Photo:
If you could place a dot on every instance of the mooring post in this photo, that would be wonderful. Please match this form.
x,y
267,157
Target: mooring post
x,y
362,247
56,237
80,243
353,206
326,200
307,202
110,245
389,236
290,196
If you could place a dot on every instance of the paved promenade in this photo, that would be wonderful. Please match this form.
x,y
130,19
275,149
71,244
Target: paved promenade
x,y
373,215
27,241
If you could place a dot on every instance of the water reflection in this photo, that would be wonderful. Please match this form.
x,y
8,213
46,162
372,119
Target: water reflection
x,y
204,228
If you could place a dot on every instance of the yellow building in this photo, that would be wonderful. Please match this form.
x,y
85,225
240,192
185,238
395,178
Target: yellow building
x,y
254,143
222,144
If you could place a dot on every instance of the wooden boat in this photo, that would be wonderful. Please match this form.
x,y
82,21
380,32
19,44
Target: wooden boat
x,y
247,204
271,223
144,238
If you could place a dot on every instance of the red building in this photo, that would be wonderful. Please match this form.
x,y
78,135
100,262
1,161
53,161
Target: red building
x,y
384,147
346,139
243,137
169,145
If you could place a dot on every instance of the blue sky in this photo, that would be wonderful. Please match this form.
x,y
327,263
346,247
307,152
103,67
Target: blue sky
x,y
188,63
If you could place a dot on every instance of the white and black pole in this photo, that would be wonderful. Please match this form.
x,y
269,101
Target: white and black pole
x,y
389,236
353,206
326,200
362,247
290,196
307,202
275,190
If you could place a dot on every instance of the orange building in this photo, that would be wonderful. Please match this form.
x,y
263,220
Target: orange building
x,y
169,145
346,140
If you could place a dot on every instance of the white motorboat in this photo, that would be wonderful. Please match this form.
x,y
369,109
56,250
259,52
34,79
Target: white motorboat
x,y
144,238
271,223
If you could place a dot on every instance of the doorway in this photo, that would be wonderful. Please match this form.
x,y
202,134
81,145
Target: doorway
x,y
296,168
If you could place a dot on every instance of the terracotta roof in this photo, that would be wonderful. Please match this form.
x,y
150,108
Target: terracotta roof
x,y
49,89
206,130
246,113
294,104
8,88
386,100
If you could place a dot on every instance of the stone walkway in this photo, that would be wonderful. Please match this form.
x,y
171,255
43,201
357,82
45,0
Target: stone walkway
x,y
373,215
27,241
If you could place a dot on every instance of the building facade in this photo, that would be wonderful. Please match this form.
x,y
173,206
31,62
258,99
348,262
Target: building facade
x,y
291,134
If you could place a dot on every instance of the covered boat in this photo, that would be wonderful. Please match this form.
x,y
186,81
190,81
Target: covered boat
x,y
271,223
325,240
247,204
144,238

=-=-=-=-=

Exercise goal: Copy every row above word for word, from the first through the last.

Response to the exercise:
Photo:
If you could place a dot on every instance of the mooring post in this photo, that would be wonderful. Please match this form.
x,y
267,157
Target: mooring post
x,y
362,247
56,237
80,243
353,206
326,200
307,202
110,245
389,236
290,196
If you could place a dot on every instance of the paved promenade in this photo, that would be wonderful. Please match this form.
x,y
130,19
275,149
71,244
Target: paved promenade
x,y
373,215
27,241
If you could place a dot on every instance of the water reflection in this photo, that would be wonderful. Please match this form.
x,y
8,213
46,162
372,119
Target: water reflection
x,y
204,228
If you could place a dot on every instance of the yellow building in this photo, that would be wonderful. Please match this form.
x,y
85,225
240,192
185,238
395,178
Target: yellow building
x,y
254,143
222,144
If you could place a dot on every instance of the wooden boat in this photo, that would be wonderful. Please match this form.
x,y
82,21
380,32
19,44
Target: wooden boat
x,y
247,204
271,223
144,238
If you could place a dot on every instance of the red building in this photo, that would be wonderful. Please match this form.
x,y
78,135
100,262
1,161
53,161
Target: red building
x,y
384,147
346,139
243,137
169,145
If you could place a dot on every instance of the blue sky in this photo, that would be wonderful. Please match this form.
x,y
327,263
346,247
307,152
103,67
Target: blue sky
x,y
188,63
If you could place a dot on every instance of the white and black pole in this photo, that would be wonderful. Please match this form.
x,y
269,101
Target: white and black pole
x,y
389,236
353,206
326,200
362,247
290,196
307,202
275,190
If you could place a dot on every instance of the orange building in this photo, that would be wonderful. Please match this form.
x,y
263,220
Target: orange building
x,y
169,145
346,140
If you could place a dot on every instance of the white motorboat in this photo, that would be wonderful. Please match this form.
x,y
369,109
56,250
259,52
34,79
Target: white motorboat
x,y
144,238
271,223
If you could place a dot on every instance of the doorway in this photo, that would be wonderful. Please match this form.
x,y
202,134
81,145
Target: doorway
x,y
296,168
If you could place a dot on every instance of the terracotta roof in this photo, that would be wonderful. Please match this form.
x,y
150,108
Target: terracotta roof
x,y
49,89
206,130
246,113
294,104
8,88
386,100
If you could place a dot on every instance of the stone walkway in this photo, that would be wonderful. Please match this form.
x,y
171,255
43,201
357,82
45,0
Target: stone walkway
x,y
373,215
27,241
If you could place a dot on every instance of the building facade in this photo, that would be wonderful. Please match this form.
x,y
173,206
31,62
258,99
348,262
Target: building facade
x,y
291,134
If you could place a dot on every instance of the covered boat in this photo, that would be wonderful. Please match this form.
x,y
186,81
190,81
Target: covered boat
x,y
271,223
325,240
247,204
144,238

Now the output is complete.